» Excerpt to read
:::::
British sprint runner (1927–2021)

Dorothy Gladys Manley (later Hall, then Parlett; 29 April 1927 – 31 October 2021) was a British sprinter. She competed in the 1948 Summer Olympics, held in London, in the 100 metres where she won the silver medal with a time of 12.2 seconds. She was the first British woman to win an Olympic sprint medal. She was also a medallist in the 1950 British Empire Games, and the 1950 European Athletics Championships.

== Early life ==
Manley was born in Manor Park, London, on 29 April 1927. She was initially introduced into athletics by one of her school teachers and worked her way up from the school, to the district and then to running for her county before the Second World War. Contrary to reports, she was not evacuated during the war. In 1942 she competed in an athletics meeting at Ashton playing fields where she ran in the 200 metres for the first time.

== Athletic career ==
Manley raced for the Essex Ladies Athletics Club. Manley was added to a national list of potential Olympians in late 1947, and assigned to train with Sandy Duncan. She was originally accepted for the Olympics as a high jumper, but her coach told her she wouldn't make the grade and trained her to be a sprinter in just five months. She began her sprint training for the 1948 Summer Olympics early in March 1948, training on the track four times a week, but never using the gym. Manley described the trials as a "fiasco", but having finished second at the 1949 WAAA Championships, was picked to represent Great Britain. She was working full-time during 1948 for the Suez Canal Company as a typist, and used her summer holidays to attend the games although the leave was unpaid by her employer.

Her mother made her running vest and shorts for the Games, but she was given the blazer and skirt for the opening ceremony. While at the Games, she travelled to and from Wembley on the London Underground, as she was sharing a room with two other athletes near Eccleston Square in central London.

She qualified for the women's 100 metres final, and finished in second place, winning the silver medal in her first international athletics event. Fanny Blankers-Koen won the gold medal in first place with a time of 11.9, while Manley's time was 12.2, just ahead of Shirley Strickland de la Hunty, who registered the same time. Manley described her start in the race as the "best of her life", having described her normal starts as notoriously bad. She thought that this may have actually distracted her as her start was so good that she was expecting the race to be recalled.
:::::
» Entries provided
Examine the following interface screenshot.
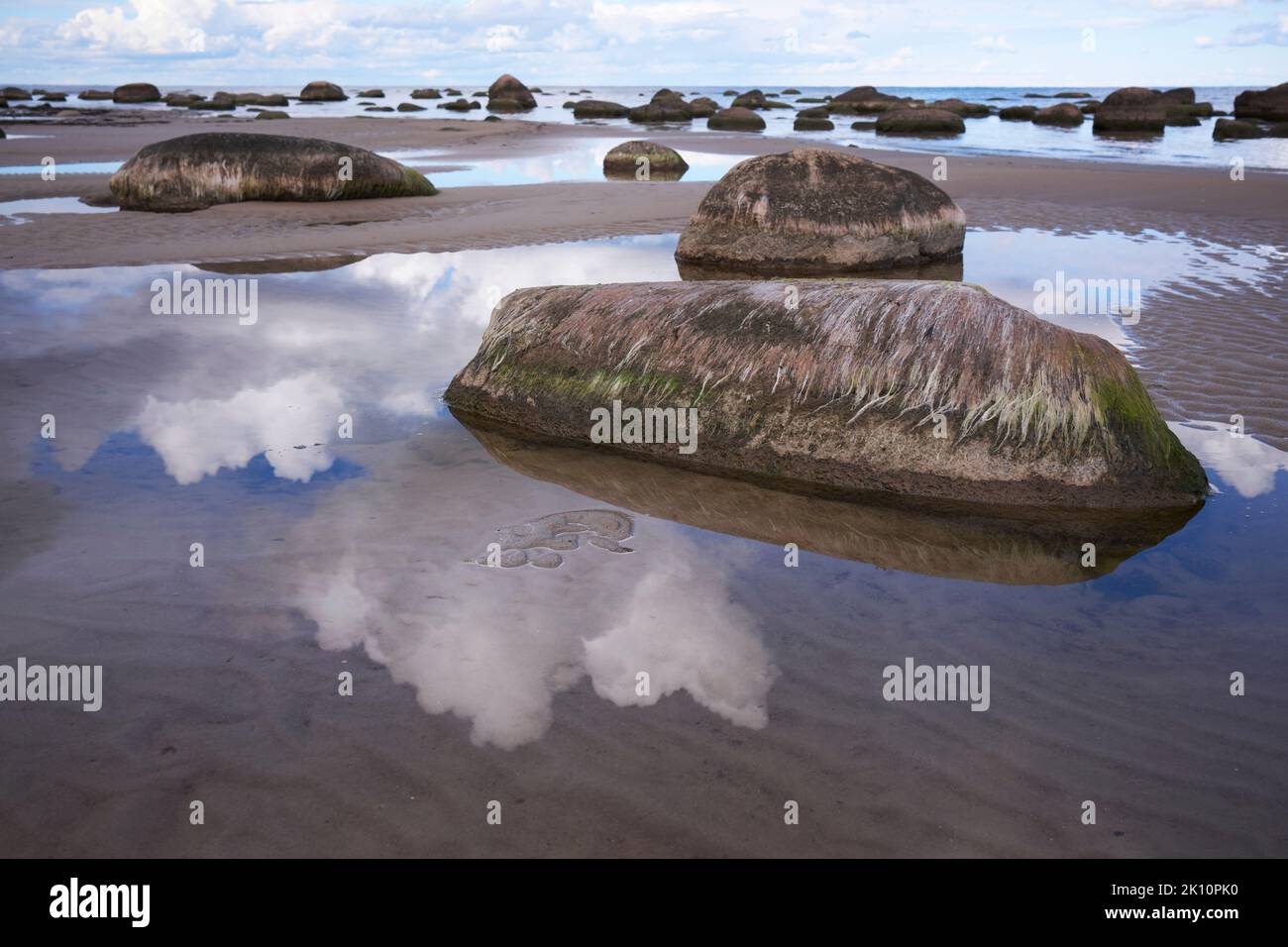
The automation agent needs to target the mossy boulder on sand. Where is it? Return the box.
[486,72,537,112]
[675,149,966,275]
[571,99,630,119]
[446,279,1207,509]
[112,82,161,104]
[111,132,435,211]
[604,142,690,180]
:::::
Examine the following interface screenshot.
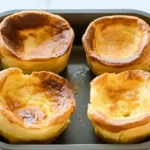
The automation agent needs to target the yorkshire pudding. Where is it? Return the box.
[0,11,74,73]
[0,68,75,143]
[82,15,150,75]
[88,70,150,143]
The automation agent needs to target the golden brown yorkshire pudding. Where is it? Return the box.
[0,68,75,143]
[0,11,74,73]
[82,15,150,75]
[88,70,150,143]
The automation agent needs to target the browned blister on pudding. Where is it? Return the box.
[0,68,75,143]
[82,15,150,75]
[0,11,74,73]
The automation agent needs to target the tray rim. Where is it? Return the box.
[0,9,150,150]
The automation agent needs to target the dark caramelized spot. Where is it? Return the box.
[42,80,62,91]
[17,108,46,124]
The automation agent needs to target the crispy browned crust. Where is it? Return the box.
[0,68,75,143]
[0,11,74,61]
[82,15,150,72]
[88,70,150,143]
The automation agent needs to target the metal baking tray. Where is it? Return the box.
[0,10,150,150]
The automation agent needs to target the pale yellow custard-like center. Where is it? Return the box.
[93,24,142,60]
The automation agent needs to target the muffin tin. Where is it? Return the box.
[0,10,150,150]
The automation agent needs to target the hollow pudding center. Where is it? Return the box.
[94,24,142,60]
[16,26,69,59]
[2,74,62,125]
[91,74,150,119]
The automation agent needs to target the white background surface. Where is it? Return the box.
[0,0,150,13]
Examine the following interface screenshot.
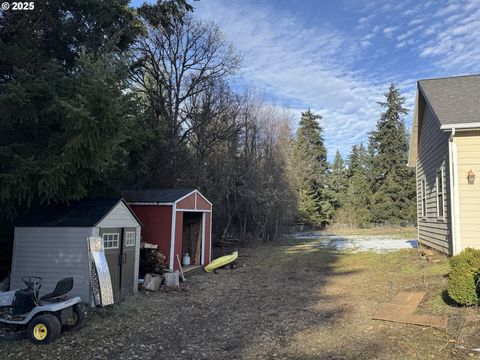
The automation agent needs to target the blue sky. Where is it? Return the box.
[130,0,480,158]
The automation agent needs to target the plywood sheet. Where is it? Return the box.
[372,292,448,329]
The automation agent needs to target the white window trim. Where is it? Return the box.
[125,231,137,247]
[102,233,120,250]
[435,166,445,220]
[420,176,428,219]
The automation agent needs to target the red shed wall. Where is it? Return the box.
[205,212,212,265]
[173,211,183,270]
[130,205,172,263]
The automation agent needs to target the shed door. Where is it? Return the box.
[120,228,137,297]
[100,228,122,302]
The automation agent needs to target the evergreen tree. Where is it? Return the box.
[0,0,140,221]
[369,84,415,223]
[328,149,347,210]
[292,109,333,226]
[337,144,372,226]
:::::
» Exercises to complete
• 1. In the passage on Dorothy Manley, why did she think her start in the 1948 Olympic 100 metres final may have distracted her? Answer in one to three sentences.
• 2. Carry on the passage on Dorothy Manley from the point where it stops.
The items are separate from the passage on Dorothy Manley.

» Response list
• 1. Her start was so good that she expected the race to be recalled. That was unusual for her, because her starts were normally notoriously bad.

• 2.
Under her married name of Hall, she became the national 200 metres champion after winning the British WAAA Championships title at the 1950 WAAA Championships at White City Stadium, which was her only WAAA title. At the 1950 British Empire Games in New Zealand, she was asked after arrival if she would like to compete in the high jump – only then finding out that she had been entered in the event without her knowledge. With minimal training in the time available, she competed in the event and finished in fourth position behind Dorothy Tyler, Bertha Crowther and Noelene Swinton. She was part of the women's relay teams at the Games, and won silver in the 660 yards relay and bronze in the 440 yards relay. The team won gold in the 4 × 100 m relay at the 1950 European Athletics Championships. She described that race as particularly exciting as they had beaten the Dutch team, which included Fanny Blankers-Koen.

Hall finished second behind Sylvia Cheeseman in the 200 metres at the 1951 WAAA Championships but retired from athletics the following yeare after suffering from a thyroid condition.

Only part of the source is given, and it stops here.